### Problem requirements
Write the lines of the items below as a JSON list of strings, one string per line and no blank lines. Start at the line containing "Can you tell me where the leafy" and include every line through the end of the items.

### Data supplied
● ● ● ● ●

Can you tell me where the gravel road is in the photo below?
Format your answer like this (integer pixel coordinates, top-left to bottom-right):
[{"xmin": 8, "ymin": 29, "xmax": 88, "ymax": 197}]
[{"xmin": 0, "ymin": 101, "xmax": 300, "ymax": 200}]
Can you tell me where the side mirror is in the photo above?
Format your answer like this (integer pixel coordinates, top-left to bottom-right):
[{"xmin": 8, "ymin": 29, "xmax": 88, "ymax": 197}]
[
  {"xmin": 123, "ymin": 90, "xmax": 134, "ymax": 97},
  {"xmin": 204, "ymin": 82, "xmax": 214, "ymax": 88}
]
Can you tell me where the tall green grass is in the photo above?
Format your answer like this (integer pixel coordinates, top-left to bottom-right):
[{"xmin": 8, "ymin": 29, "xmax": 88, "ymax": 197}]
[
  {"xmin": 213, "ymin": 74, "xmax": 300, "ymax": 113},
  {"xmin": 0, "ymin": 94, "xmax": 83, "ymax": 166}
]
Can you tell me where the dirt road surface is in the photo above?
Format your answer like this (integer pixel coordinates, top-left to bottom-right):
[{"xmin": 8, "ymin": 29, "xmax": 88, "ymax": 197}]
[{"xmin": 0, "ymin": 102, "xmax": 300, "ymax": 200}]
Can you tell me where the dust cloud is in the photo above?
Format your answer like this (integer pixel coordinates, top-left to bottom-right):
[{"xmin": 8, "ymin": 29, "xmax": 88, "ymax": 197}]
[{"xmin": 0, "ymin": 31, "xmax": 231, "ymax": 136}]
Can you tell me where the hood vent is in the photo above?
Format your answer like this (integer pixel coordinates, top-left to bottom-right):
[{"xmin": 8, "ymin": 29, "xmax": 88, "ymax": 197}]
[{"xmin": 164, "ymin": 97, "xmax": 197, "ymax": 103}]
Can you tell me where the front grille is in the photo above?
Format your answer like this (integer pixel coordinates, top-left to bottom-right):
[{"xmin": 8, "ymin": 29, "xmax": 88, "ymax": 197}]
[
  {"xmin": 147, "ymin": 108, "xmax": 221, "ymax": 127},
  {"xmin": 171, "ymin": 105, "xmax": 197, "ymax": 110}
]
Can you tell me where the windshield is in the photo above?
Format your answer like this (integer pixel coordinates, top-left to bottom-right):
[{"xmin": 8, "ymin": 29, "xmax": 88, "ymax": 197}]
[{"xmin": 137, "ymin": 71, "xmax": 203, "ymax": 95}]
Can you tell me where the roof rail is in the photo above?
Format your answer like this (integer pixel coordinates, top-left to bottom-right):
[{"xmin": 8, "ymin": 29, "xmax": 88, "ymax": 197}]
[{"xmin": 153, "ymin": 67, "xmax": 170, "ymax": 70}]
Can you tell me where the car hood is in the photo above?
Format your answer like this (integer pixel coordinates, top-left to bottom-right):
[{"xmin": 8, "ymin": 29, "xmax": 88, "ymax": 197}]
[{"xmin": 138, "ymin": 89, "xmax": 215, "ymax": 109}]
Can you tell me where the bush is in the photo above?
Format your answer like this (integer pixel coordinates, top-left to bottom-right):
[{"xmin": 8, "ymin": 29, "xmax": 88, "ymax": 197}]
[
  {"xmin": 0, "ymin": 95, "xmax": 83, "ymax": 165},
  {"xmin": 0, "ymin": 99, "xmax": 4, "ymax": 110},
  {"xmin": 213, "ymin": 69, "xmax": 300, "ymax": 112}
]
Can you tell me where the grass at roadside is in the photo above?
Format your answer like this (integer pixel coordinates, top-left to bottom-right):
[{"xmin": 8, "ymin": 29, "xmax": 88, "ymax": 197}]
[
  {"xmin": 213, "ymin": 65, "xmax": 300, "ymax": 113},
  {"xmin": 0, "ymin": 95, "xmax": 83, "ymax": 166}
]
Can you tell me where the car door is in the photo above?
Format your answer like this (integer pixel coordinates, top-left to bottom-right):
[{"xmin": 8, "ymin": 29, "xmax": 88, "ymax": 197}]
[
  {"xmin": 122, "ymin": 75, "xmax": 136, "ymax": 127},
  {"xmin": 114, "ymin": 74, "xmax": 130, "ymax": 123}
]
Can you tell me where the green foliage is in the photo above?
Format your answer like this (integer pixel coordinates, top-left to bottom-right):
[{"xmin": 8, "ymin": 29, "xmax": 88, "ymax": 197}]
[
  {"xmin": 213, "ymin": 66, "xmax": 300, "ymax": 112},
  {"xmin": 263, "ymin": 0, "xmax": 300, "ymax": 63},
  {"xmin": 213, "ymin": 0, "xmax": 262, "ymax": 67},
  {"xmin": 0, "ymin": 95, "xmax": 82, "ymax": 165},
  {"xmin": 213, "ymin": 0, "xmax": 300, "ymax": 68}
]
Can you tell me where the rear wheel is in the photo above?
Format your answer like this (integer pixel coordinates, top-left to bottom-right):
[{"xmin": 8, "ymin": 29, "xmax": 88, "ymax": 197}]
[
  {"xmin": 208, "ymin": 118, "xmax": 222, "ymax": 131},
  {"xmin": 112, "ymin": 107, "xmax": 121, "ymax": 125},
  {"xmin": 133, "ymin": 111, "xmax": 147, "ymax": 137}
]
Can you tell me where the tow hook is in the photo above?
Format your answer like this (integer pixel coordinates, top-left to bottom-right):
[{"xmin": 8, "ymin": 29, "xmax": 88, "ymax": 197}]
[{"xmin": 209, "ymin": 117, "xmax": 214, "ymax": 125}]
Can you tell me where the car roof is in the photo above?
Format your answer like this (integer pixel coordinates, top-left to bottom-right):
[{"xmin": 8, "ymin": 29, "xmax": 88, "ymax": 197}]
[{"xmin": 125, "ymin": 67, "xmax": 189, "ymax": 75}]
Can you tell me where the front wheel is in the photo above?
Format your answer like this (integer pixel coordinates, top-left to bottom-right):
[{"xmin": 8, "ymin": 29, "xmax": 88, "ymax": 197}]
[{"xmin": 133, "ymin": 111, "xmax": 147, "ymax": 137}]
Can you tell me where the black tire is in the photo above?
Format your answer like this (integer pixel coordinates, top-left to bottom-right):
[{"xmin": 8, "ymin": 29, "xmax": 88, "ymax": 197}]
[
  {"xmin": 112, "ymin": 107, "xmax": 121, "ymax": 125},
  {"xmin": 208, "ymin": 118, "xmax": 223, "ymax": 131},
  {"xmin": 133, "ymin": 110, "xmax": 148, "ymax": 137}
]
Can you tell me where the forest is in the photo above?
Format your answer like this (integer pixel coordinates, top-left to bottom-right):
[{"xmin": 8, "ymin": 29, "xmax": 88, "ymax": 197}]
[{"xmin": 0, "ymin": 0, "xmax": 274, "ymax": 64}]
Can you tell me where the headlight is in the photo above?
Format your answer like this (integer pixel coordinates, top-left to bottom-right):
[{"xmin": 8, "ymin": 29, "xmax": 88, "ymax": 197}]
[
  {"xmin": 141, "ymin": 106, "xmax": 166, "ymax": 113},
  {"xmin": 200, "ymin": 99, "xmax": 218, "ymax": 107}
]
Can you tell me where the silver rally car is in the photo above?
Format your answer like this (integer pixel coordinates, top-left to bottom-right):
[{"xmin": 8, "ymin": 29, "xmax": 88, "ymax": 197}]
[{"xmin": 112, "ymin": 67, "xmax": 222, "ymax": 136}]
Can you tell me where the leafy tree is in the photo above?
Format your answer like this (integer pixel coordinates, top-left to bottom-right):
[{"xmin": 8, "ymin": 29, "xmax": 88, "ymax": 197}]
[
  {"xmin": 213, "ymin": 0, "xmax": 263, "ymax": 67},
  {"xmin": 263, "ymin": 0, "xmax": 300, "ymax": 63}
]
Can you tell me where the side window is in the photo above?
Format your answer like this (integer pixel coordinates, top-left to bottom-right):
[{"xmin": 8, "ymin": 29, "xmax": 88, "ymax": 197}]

● ● ● ● ●

### Written reply
[
  "Can you tell me where the leafy tree is in the photo above?",
  "Format your answer like this (integer pixel coordinates, top-left to bottom-right):",
  "[{\"xmin\": 8, \"ymin\": 29, \"xmax\": 88, \"ymax\": 197}]",
  "[",
  "  {\"xmin\": 213, \"ymin\": 0, \"xmax\": 263, \"ymax\": 67},",
  "  {\"xmin\": 263, \"ymin\": 0, \"xmax\": 300, \"ymax\": 63}",
  "]",
  "Can you tell me where the side window is in the photo above?",
  "Format your answer like this (integer pixel coordinates, top-left to bottom-right):",
  "[{\"xmin\": 8, \"ymin\": 29, \"xmax\": 88, \"ymax\": 197}]"
]